## SHORT EXERCISE
Render every line of the rows below as a JSON list of strings, one string per line, skipping blank lines.

## DATA FOR THIS TASK
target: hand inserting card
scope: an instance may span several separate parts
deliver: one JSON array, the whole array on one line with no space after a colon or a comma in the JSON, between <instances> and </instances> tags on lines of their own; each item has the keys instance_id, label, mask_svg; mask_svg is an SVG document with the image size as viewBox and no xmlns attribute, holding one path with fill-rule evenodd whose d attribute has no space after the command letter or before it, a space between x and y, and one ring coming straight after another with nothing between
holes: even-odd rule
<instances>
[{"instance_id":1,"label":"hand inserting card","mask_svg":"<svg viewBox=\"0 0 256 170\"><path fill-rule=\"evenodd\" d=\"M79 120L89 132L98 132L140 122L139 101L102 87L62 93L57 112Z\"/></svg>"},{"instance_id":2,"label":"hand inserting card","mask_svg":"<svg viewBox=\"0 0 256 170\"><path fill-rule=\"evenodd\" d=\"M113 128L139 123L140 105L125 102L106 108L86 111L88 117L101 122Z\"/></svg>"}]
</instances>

## WORKED ANSWER
[
  "target: hand inserting card",
  "scope: an instance may span several separate parts",
  "deliver: one JSON array, the whole array on one line with no space after a colon or a comma in the JSON, between <instances> and </instances> tags on lines of their own; each item has the keys instance_id, label, mask_svg; mask_svg is an SVG document with the image size as viewBox and no xmlns attribute, holding one path with fill-rule evenodd whose d attribute has no space after the command letter or before it, a space between x and y, and one ring coming straight after another with nothing between",
  "holes: even-odd rule",
  "<instances>",
  "[{\"instance_id\":1,\"label\":\"hand inserting card\",\"mask_svg\":\"<svg viewBox=\\\"0 0 256 170\\\"><path fill-rule=\\\"evenodd\\\" d=\\\"M79 120L89 132L98 132L140 122L139 101L102 87L62 93L57 112Z\\\"/></svg>\"},{\"instance_id\":2,\"label\":\"hand inserting card\",\"mask_svg\":\"<svg viewBox=\\\"0 0 256 170\\\"><path fill-rule=\\\"evenodd\\\" d=\\\"M113 128L139 123L140 105L125 102L106 108L86 111L88 117L101 122Z\\\"/></svg>\"}]",
  "</instances>"
]